*** Data shown Section Begins ***

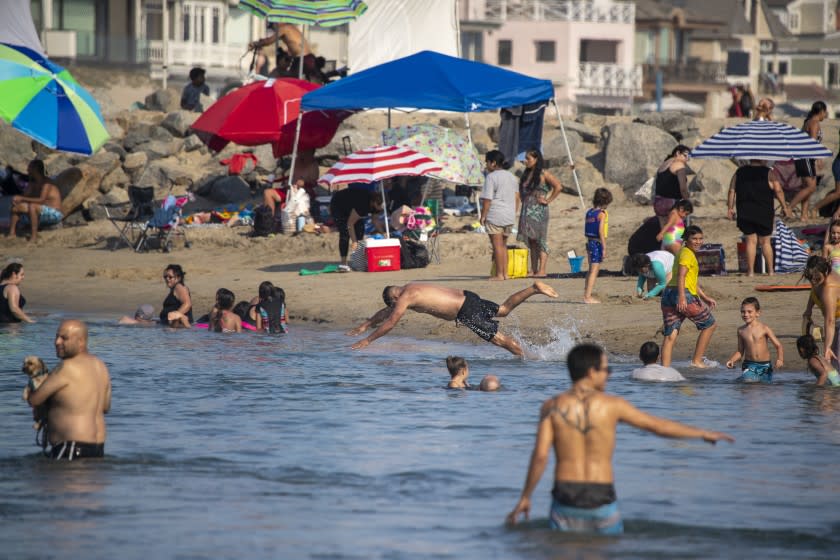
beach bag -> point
(263, 222)
(358, 258)
(413, 254)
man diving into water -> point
(462, 306)
(580, 426)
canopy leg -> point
(569, 152)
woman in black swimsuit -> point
(176, 310)
(11, 300)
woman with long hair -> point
(809, 169)
(671, 184)
(11, 300)
(537, 188)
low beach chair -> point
(164, 224)
(131, 217)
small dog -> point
(37, 370)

*** Data shown Section Ends ***

-- Problem requirements --
Print exactly the stretch of lines beginning with the one that holds "man diving into water -> point" and ending at the last line above.

-- Your response --
man diving into water -> point
(462, 306)
(580, 426)
canopy leg -> point
(569, 152)
woman in black swimsuit -> point
(176, 310)
(11, 300)
woman with long hair -> point
(809, 169)
(671, 184)
(11, 300)
(537, 188)
low beach chair -> point
(164, 224)
(131, 217)
small dog -> point
(37, 370)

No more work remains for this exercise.